> **What the exercise asks**
Transcribe word for word the lines below from the line with "231L211 234V232ZM220 234L221" through the line with "positive clicks: (171, 257) (173, 253)", ends included.

(Saved data entries)
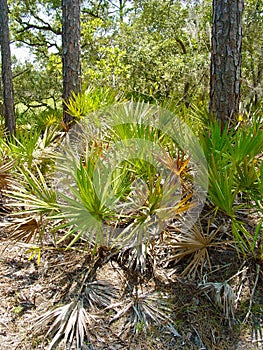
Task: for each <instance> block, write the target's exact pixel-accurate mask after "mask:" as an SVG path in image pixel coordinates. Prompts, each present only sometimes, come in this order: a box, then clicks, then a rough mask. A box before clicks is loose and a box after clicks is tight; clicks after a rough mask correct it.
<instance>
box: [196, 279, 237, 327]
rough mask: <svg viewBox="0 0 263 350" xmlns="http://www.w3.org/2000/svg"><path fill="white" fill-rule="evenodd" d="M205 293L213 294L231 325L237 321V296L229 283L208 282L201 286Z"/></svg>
mask: <svg viewBox="0 0 263 350" xmlns="http://www.w3.org/2000/svg"><path fill="white" fill-rule="evenodd" d="M200 288H201V289H202V290H204V291H206V292H207V291H208V292H211V294H212V297H213V299H214V302H215V304H216V306H218V307H219V308H220V310H222V311H223V313H224V315H225V318H226V320H228V322H229V324H231V321H232V320H234V319H235V301H236V296H235V293H234V290H233V288H232V287H231V286H230V285H229V284H228V283H227V282H223V283H219V282H206V283H203V284H201V285H200Z"/></svg>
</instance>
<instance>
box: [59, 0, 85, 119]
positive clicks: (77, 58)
mask: <svg viewBox="0 0 263 350" xmlns="http://www.w3.org/2000/svg"><path fill="white" fill-rule="evenodd" d="M62 71H63V96H62V97H63V101H65V102H67V101H68V99H69V97H70V96H71V95H72V92H74V93H76V94H77V93H79V92H80V91H81V63H80V0H62ZM63 120H64V123H65V124H66V125H68V124H69V123H70V122H72V116H70V115H69V114H68V113H67V107H66V105H65V103H64V102H63Z"/></svg>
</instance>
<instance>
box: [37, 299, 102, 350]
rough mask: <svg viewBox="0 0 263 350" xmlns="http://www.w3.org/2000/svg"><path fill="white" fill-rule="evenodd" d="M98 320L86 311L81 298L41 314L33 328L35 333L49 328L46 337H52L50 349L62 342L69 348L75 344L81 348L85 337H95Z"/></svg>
mask: <svg viewBox="0 0 263 350" xmlns="http://www.w3.org/2000/svg"><path fill="white" fill-rule="evenodd" d="M96 321H97V320H96V316H95V315H93V314H92V313H90V312H87V311H86V309H85V307H84V304H83V299H79V300H73V301H71V302H70V303H68V304H66V305H63V306H59V307H57V308H55V309H53V310H49V311H47V312H46V313H45V314H43V315H41V316H40V317H39V318H38V319H37V320H36V322H35V324H34V327H33V330H34V332H35V333H39V332H41V333H42V332H43V329H47V332H46V334H45V338H50V339H51V341H50V343H49V346H48V350H51V349H54V348H55V347H56V346H57V345H58V344H59V343H60V342H63V343H64V345H65V346H67V348H68V349H72V347H73V346H74V348H75V349H78V350H80V349H82V347H83V345H84V340H85V339H87V340H91V339H94V338H95V335H94V333H93V332H92V331H93V330H94V325H95V323H96Z"/></svg>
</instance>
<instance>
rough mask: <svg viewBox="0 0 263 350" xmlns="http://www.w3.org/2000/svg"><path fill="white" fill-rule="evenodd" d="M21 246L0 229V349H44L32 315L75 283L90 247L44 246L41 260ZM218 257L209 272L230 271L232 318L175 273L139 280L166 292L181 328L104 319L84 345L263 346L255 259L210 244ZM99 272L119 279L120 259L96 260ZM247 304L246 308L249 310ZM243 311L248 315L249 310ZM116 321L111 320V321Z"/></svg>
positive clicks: (14, 349) (118, 279)
mask: <svg viewBox="0 0 263 350" xmlns="http://www.w3.org/2000/svg"><path fill="white" fill-rule="evenodd" d="M29 256H30V254H29V253H26V248H25V246H23V245H21V244H18V243H16V244H14V243H12V242H8V241H7V240H6V237H5V236H4V235H2V237H1V235H0V349H1V350H11V349H12V350H16V349H17V350H18V349H21V350H31V349H48V345H47V341H46V340H43V336H38V335H36V334H34V333H32V325H34V322H35V320H36V319H37V317H39V316H40V315H42V314H43V313H45V312H46V311H47V310H48V309H50V308H52V307H53V306H54V305H57V304H58V303H61V298H62V296H66V295H67V288H68V285H69V284H70V283H71V284H72V283H74V280H75V279H76V276H78V274H79V271H81V269H83V266H85V263H86V261H87V259H88V255H87V253H83V254H81V255H80V254H76V253H75V252H74V251H63V250H61V251H59V250H57V251H54V250H52V251H44V252H43V253H42V256H41V262H40V265H39V266H38V264H37V261H36V259H32V260H29V259H28V258H29ZM211 259H212V260H213V263H214V264H215V263H216V261H220V265H221V266H227V271H226V270H224V274H223V275H222V272H221V273H220V271H215V272H214V280H216V281H218V282H220V280H225V279H226V277H229V276H234V275H235V274H236V278H235V279H233V280H232V284H233V288H234V289H235V291H237V296H238V301H237V303H236V310H235V318H234V319H232V320H231V321H229V320H226V318H225V316H224V315H223V313H222V311H221V310H219V309H218V308H217V307H216V306H215V304H214V302H213V301H212V299H211V298H209V295H208V294H206V293H203V292H202V293H201V292H200V289H198V285H197V283H196V282H195V281H187V280H180V279H178V280H177V281H175V282H163V281H161V280H159V281H158V279H154V282H153V281H152V280H151V281H150V280H149V283H148V284H147V283H146V284H145V285H144V286H143V287H142V288H144V290H145V291H147V289H151V288H152V284H153V283H154V284H155V285H154V288H155V290H159V291H165V292H166V293H168V294H169V295H170V296H171V299H170V303H171V305H172V310H173V314H172V320H173V322H174V323H173V325H174V327H175V329H176V331H178V333H179V334H176V332H171V331H169V330H168V329H167V328H166V327H164V326H154V327H152V328H151V329H150V332H149V333H148V334H147V335H145V334H144V333H141V334H139V335H138V336H136V337H135V336H134V335H133V334H130V333H126V334H125V335H123V336H121V337H120V336H117V331H116V325H115V326H113V327H112V328H111V326H110V325H109V323H108V324H107V322H106V321H105V320H104V321H102V322H98V326H97V328H96V330H94V331H95V332H96V334H97V336H98V335H99V337H97V338H98V339H100V341H98V342H95V343H94V344H93V345H92V346H91V345H86V346H84V347H83V349H98V350H99V349H111V350H114V349H116V350H117V349H134V350H135V349H136V350H139V349H145V350H146V349H147V350H150V349H152V350H153V349H154V350H155V349H160V350H166V349H171V350H172V349H174V350H176V349H178V350H179V349H182V350H184V349H185V350H201V349H202V350H205V349H206V350H234V349H235V350H256V349H257V350H258V349H261V348H262V347H263V314H262V310H263V283H262V274H261V272H260V270H259V269H260V266H259V265H256V264H253V263H251V264H250V263H248V264H247V265H246V266H245V265H243V268H241V269H240V266H241V267H242V264H240V261H238V259H239V258H238V256H237V255H236V253H235V251H233V252H230V251H225V252H220V254H219V253H218V252H214V253H213V254H212V255H211ZM99 274H100V278H103V279H104V280H109V281H110V282H111V283H115V284H121V283H122V281H121V280H122V272H121V269H120V267H119V266H118V264H117V263H108V264H107V265H105V266H104V267H102V268H101V270H100V272H99ZM248 311H249V314H248ZM246 316H247V317H246ZM114 327H115V328H114Z"/></svg>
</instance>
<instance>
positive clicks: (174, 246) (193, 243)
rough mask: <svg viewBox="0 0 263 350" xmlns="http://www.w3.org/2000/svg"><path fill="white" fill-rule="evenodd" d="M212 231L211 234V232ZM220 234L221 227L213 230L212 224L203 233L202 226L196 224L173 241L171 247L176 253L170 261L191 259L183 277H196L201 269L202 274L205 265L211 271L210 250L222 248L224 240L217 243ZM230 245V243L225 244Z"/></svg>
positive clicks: (171, 257) (173, 253)
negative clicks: (193, 276)
mask: <svg viewBox="0 0 263 350" xmlns="http://www.w3.org/2000/svg"><path fill="white" fill-rule="evenodd" d="M210 231H211V232H210ZM219 232H220V227H218V228H217V229H214V230H211V225H210V223H209V224H208V226H207V230H206V232H204V231H203V227H202V224H201V223H200V222H198V223H196V224H195V225H193V226H192V227H191V229H190V230H189V231H182V232H180V234H179V235H176V236H175V238H174V239H173V240H172V241H171V243H170V246H171V248H172V250H173V252H174V253H172V255H171V257H170V259H169V260H170V261H174V260H175V261H180V260H182V259H183V258H185V257H189V259H190V262H189V263H188V265H187V266H186V268H185V269H184V271H183V272H182V275H183V276H185V275H191V274H193V276H195V275H196V273H197V270H198V269H200V272H201V274H202V273H203V268H204V266H205V264H206V263H207V264H208V267H209V269H210V270H211V268H212V265H211V261H210V255H209V248H212V247H222V245H223V244H224V242H222V240H218V241H216V239H215V238H216V236H217V235H218V233H219ZM225 243H229V242H225Z"/></svg>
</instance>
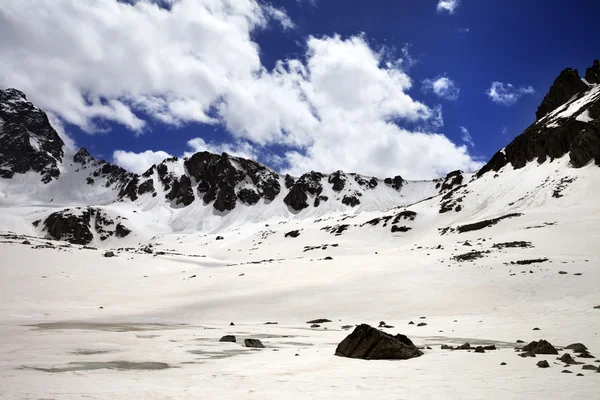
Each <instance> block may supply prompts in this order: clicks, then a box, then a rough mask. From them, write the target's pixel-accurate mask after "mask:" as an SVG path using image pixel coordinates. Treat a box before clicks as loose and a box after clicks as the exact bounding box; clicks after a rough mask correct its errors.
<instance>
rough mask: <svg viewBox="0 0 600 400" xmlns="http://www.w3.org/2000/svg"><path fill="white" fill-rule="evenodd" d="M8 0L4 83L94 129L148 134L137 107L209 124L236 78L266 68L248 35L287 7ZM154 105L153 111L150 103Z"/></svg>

> **Response**
rough mask: <svg viewBox="0 0 263 350" xmlns="http://www.w3.org/2000/svg"><path fill="white" fill-rule="evenodd" d="M212 231L211 234V232ZM220 234L221 227L213 230L212 224L203 233L202 226L196 224L173 241L171 247L176 253L170 261L191 259L183 277H196L201 269L202 274L205 265L211 271L210 250L222 248L224 240L217 243ZM230 245V243L225 244Z"/></svg>
positive clicks: (171, 257) (173, 253)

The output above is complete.